Given instruction:
Convert every line of the listing below into a numbered list, leaving out any blank lines.

┌──

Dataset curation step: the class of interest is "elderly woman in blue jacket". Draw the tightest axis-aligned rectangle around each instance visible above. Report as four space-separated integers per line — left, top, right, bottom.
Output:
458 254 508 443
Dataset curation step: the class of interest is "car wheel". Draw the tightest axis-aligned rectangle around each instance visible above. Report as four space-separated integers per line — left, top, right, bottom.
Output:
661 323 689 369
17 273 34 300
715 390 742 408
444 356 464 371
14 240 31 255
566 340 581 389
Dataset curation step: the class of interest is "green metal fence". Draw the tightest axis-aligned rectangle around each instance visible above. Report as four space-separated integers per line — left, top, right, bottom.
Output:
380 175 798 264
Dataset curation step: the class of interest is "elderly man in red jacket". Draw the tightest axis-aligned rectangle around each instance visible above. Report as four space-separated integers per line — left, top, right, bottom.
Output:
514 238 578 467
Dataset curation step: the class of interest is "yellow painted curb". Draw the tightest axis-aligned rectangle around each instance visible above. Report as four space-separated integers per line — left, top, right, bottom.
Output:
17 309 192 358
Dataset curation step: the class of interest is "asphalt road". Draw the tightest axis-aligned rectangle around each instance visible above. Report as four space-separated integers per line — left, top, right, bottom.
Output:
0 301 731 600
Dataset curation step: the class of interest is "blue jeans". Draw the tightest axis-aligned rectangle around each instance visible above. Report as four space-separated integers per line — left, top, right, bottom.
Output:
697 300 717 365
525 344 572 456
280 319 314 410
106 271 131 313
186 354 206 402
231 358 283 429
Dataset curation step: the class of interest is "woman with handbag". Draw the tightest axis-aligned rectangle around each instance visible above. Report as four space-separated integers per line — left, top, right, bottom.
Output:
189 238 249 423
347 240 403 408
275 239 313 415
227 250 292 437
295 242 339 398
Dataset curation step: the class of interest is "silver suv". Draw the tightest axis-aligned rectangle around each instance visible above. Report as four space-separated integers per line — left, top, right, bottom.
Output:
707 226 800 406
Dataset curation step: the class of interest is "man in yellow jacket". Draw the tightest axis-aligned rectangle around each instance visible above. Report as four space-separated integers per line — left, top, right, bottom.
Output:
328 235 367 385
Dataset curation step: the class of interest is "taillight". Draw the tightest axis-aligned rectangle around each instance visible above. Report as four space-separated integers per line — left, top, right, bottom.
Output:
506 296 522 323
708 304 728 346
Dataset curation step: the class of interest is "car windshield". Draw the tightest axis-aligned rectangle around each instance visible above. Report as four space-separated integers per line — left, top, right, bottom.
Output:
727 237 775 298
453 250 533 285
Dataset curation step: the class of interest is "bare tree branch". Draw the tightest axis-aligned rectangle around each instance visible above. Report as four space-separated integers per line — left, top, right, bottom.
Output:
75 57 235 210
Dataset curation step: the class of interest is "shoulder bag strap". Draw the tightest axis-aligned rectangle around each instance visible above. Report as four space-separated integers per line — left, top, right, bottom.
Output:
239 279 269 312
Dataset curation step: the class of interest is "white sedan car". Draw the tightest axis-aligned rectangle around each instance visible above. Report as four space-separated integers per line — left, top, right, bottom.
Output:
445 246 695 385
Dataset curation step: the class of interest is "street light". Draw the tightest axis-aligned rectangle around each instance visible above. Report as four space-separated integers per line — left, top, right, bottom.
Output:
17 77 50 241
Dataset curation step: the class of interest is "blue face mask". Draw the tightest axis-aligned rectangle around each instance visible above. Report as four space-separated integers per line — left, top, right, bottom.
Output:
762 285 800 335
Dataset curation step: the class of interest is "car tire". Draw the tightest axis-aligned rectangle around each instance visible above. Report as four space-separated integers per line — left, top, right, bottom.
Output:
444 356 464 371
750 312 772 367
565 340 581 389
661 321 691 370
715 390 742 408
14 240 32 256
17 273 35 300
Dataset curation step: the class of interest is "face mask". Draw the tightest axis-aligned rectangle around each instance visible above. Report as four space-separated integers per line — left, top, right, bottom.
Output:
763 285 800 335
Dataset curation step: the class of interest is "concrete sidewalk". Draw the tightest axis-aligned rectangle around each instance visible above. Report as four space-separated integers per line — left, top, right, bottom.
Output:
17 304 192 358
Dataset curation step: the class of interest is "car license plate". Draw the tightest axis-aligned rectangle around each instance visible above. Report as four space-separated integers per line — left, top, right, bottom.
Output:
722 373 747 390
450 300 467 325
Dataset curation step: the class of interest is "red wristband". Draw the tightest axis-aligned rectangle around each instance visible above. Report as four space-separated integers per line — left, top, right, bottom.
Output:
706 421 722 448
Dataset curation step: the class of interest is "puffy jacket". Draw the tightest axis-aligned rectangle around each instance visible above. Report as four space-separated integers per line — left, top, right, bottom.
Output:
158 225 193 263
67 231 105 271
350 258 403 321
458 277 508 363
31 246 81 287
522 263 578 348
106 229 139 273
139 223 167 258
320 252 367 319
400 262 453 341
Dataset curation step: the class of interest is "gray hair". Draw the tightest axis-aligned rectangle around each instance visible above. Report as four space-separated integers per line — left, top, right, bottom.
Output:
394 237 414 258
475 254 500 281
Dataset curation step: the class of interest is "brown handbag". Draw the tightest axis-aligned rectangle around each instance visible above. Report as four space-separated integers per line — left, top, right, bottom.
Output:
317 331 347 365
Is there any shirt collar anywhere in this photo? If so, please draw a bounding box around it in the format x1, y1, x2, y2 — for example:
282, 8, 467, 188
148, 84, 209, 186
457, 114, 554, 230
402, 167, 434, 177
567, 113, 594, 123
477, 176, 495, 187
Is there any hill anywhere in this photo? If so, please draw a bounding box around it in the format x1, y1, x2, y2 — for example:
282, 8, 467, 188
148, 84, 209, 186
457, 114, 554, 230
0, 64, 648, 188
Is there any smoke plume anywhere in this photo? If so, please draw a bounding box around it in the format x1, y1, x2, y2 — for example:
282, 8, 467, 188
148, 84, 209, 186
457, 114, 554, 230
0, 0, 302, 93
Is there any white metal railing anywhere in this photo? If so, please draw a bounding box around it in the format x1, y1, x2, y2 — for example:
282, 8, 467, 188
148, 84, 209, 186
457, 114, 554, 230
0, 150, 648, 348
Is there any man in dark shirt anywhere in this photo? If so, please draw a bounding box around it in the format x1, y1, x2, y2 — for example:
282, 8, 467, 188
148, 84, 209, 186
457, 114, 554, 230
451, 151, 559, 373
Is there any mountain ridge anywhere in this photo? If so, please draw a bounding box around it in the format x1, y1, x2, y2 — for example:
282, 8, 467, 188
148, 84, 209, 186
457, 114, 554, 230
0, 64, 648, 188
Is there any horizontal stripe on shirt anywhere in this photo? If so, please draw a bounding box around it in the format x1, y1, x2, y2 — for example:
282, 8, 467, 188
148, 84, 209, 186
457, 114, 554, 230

└──

Result for this exercise:
1. Dataset curation step: the class of interest is "elderly woman in blue jacket". Draw the tightest axis-aligned rectangle around each instance visible above. Report as four space-separated integers per line — left, top, right, bottom.
2. Output:
3. 458 254 508 443
4. Dataset curation step: the class of interest is "car wheel". Draw the tightest axis-aligned rectangle around each instance visible above. Report as four space-separated integers per line — left, top, right, bottom.
5. Output:
6. 661 323 689 369
7. 17 273 34 300
8. 715 390 742 408
9. 444 356 464 371
10. 14 240 31 255
11. 566 340 581 389
12. Dataset curation step: the class of interest is "green metal fence". Draw the tightest axis-aligned rectangle around each instance visible above. Report as four space-separated integers per line — left, top, right, bottom.
13. Output:
14. 380 175 798 264
15. Dataset curation step: the class of interest is "elderly man in red jacket". Draw the tightest axis-aligned rectangle around each instance visible above. Report as four space-separated integers per line — left, top, right, bottom.
16. Output:
17. 514 238 578 467
18. Dataset curation step: the class of interest is "yellow painted curb". Draw the tightest axis-aligned rectangle around each instance visible above. Report as four space-separated integers per line — left, top, right, bottom.
19. Output:
20. 17 309 192 358
21. Dataset curation step: the class of interest is "asphalt road". Draw the tightest axis-aligned rectangle around each instance visible above. Report as four space-separated integers per line — left, top, right, bottom.
22. Output:
23. 0 301 731 600
24. Dataset curation step: the class of interest is "blue jeans". Draw the tightest axis-aligned rectangle around each instance visible above. Report as four space-separated integers per line — left, top, right, bottom.
25. Output:
26. 697 300 717 365
27. 525 344 572 456
28. 280 319 314 410
29. 106 271 131 313
30. 186 354 206 402
31. 231 358 283 429
32. Dataset curation step: the class of interest is "woman with handbag". Draw the tightest axis-aligned rectangle around each instance visible above. Report as four space-separated integers per line — left, top, right, bottom.
33. Output:
34. 189 238 249 423
35. 347 240 403 408
36. 275 239 313 415
37. 227 250 292 437
38. 295 242 339 398
39. Dataset curation step: the class of interest is "silver suv". Draw the tightest axis-aligned rectangle around each instance visible above. Report as four space-separated integers per line — left, top, right, bottom.
40. Output:
41. 707 226 800 406
42. Dataset curation step: the class of interest is "man in yellow jacket". Draw the tightest axis-aligned rectangle around each instance visible above. Report as four space-separated integers per line — left, top, right, bottom.
43. Output:
44. 328 235 367 385
45. Dataset curation step: the class of interest is "taillight". Draw the tightest axis-aligned rectangle around each instance visible above. Report as four space-separated integers per line — left, top, right, bottom.
46. Output:
47. 506 296 522 323
48. 708 304 728 346
49. Dataset curation step: the class of interest is "car windshield". Draw the tightest axis-aligned rectangle around each instance visible above. Report as four space-separated integers per line — left, top, right, bottom.
50. Output:
51. 727 237 775 298
52. 453 250 533 285
53. Dataset curation step: the class of interest is "bare tree branch". Draw the tightest axis-aligned rectangle around each instance visible above. Report as four space-separated integers per line — left, top, right, bottom.
54. Output:
55. 75 57 235 210
56. Dataset curation step: the class of interest is "shoulder bag strap". Draw the tightest axis-aligned rectangle around each instance visible above. Report as four space-separated integers per line — left, top, right, bottom.
57. Output:
58. 239 279 269 312
59. Dataset curation step: the class of interest is "white sedan car". Draw the tightest axis-aligned rectangle around each instance visible above. Report as four space-separated integers per line — left, top, right, bottom.
60. Output:
61. 445 246 695 385
62. Dataset curation step: the class of interest is "street light". Draw the tightest axis-aligned rectangle around each instance visible above. Report as four space-separated integers per line — left, top, right, bottom.
63. Output:
64. 17 77 50 241
65. Dataset curation step: the class of interest is "blue face mask". Draw the tightest axis-aligned rectangle around each instance visible above. Report as four space-separated integers per line — left, top, right, bottom.
66. Output:
67. 762 285 800 335
68. Dataset curation step: the class of interest is "car tire". Draw the tightest axis-aligned rectangle around each instance visible above. Report as four space-separated integers per line — left, top, right, bottom.
69. Output:
70. 444 356 464 371
71. 750 312 772 367
72. 565 340 581 389
73. 661 321 691 370
74. 715 390 742 408
75. 14 240 32 256
76. 17 273 35 300
77. Dataset curation step: the class of interest is "face mask". Draw the tightest axis-aligned rectangle around each instance visible above. Report as four space-separated integers per line — left, top, right, bottom.
78. Output:
79. 763 285 800 335
80. Dataset curation step: the class of interest is "concrete sidewalk". Draw the tightest axis-aligned rectangle around each instance visible above. Report as four space-separated integers per line — left, top, right, bottom.
81. Output:
82. 17 304 192 358
83. Dataset curation step: the class of interest is "car license plate". Draw the tightest axis-aligned rectangle around each instance visible above. Report as four space-separated integers per line — left, top, right, bottom.
84. Output:
85. 722 373 747 390
86. 450 300 467 325
87. Dataset curation step: the class of interest is "red wristband". Draw the tightest axis-aligned rectangle around each instance visible above. Report as four space-separated integers per line — left, top, right, bottom.
88. Output:
89. 706 421 722 448
90. Dataset curation step: the class of interest is "puffy jacket". Draw the tightest axis-aligned rectangle around each instance visible above. Report as four space-separated integers per line — left, top, right, bottom.
91. Output:
92. 158 225 193 263
93. 67 231 105 271
94. 350 258 403 321
95. 458 277 508 363
96. 31 246 81 287
97. 522 263 578 348
98. 106 229 139 273
99. 139 223 167 258
100. 320 252 367 319
101. 400 262 453 341
102. Dataset curation step: the class of interest is "gray hair". Draw the tightest axis-aligned rectangle around each instance visible above. Report as four space-separated integers per line — left, top, right, bottom.
103. Output:
104. 394 237 414 258
105. 475 254 500 281
106. Dataset curation step: the class of interest is "brown handbag". Draw the tightest axis-aligned rectangle around each instance visible above. Report as four space-separated integers per line — left, top, right, bottom.
107. Output:
108. 317 331 347 365
109. Is there any shirt collar anywhere in this photo? If so, please draw a bounding box around it in the format x1, y1, x2, y2 — for example:
110. 282, 8, 467, 188
111. 148, 84, 209, 186
112. 457, 114, 554, 230
113. 402, 167, 434, 177
114. 567, 113, 594, 123
115. 477, 176, 495, 187
116. Is there any hill anywhere in this photo? If so, please draw a bounding box around it in the format x1, y1, x2, y2 — for example:
117. 282, 8, 467, 188
118. 148, 84, 209, 186
119. 457, 114, 554, 230
120. 0, 64, 648, 188
121. Is there any smoke plume anywhere in this photo? If so, please draw a bounding box around it in the format x1, y1, x2, y2 — for example:
122. 282, 8, 467, 188
123. 148, 84, 209, 186
124. 457, 114, 554, 230
125. 0, 0, 302, 93
126. Is there any white metal railing anywhere in this photo? If so, please draw a bounding box around it in the format x1, y1, x2, y2 — for example:
127. 282, 8, 467, 188
128. 148, 84, 209, 186
129. 457, 114, 554, 230
130. 0, 150, 648, 348
131. Is there any man in dark shirt anywhere in this photo? If so, please draw a bounding box around it in the format x1, y1, x2, y2 — for example:
132. 282, 8, 467, 188
133. 148, 84, 209, 186
134. 457, 114, 554, 230
135. 451, 151, 559, 373
136. Is there any mountain ridge anywhere in this photo? If so, please draw a bounding box around it in the format x1, y1, x2, y2 — for example:
137. 282, 8, 467, 188
138. 148, 84, 209, 186
139. 457, 114, 554, 230
140. 0, 64, 648, 188
141. Is there any horizontal stripe on shirt anywhere in this photo? If so, please draw a bounding box around it in the format x1, y1, x2, y2 — for example:
142. 282, 8, 467, 188
143. 148, 84, 209, 186
144. 457, 114, 554, 230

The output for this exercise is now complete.